Instructions to follow >> Turn the lines of the records into a numbered list, from the line with "Round 2, Clue: Find the wood finished floor." through the line with "59,274,640,427", both included. Leave out any blank lines.

The records >>
* * * * * * * * *
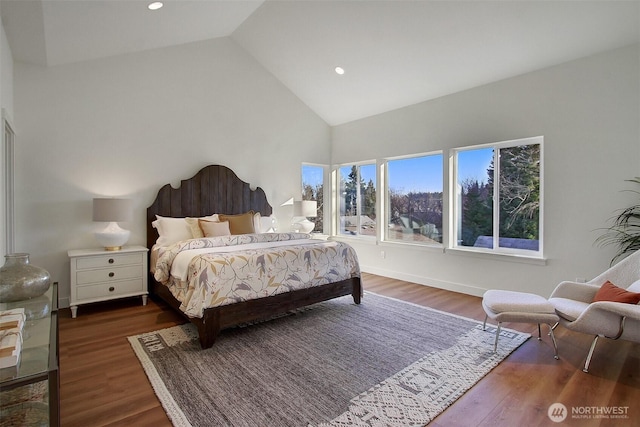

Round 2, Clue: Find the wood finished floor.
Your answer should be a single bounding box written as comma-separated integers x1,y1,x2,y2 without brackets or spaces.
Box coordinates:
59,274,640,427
* * * * * * * * *
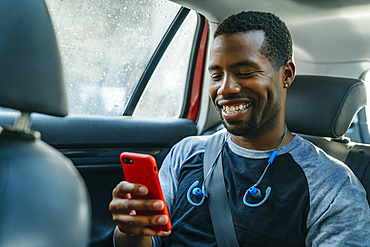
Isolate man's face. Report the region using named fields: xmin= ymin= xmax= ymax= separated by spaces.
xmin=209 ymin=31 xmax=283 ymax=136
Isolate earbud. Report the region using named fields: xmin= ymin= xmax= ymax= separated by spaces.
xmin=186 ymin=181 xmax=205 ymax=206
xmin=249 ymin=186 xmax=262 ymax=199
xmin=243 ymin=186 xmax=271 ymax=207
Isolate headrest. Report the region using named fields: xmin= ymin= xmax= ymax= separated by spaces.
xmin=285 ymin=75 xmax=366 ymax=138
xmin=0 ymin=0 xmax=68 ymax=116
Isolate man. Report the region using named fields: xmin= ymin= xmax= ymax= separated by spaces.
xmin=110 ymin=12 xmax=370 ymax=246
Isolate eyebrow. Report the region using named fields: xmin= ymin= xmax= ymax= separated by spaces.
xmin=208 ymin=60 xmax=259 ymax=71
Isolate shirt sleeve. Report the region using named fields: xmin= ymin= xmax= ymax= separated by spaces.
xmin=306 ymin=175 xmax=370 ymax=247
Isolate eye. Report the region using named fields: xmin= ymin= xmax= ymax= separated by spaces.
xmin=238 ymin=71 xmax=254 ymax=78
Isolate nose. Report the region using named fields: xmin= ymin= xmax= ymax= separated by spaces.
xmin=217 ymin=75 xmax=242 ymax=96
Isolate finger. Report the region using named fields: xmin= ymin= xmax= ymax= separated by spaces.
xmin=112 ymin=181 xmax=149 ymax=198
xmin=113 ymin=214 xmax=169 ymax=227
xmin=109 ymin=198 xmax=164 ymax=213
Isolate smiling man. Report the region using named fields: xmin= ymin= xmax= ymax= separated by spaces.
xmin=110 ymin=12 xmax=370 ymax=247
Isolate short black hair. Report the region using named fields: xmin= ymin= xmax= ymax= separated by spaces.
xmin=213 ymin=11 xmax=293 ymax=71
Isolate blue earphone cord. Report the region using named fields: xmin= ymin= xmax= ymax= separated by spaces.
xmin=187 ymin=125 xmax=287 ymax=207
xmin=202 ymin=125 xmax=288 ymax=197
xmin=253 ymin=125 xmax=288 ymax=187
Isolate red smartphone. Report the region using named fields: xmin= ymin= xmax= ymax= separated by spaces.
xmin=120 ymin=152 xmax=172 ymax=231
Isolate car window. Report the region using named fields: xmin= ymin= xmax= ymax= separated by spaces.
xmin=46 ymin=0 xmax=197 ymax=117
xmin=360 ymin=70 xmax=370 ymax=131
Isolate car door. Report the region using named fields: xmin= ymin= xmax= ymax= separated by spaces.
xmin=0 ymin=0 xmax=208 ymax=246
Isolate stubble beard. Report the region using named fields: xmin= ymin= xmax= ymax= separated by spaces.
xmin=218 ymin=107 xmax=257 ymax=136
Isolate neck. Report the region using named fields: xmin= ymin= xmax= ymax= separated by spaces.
* * * * * * * * *
Expected output >>
1. Round 2, Clue: Find the wood finished floor.
2. Your answer should be a single bounding box written as comma-separated integers x1,y1,x2,y2 without brackets or spaces.
3. Box coordinates:
4. 59,274,640,427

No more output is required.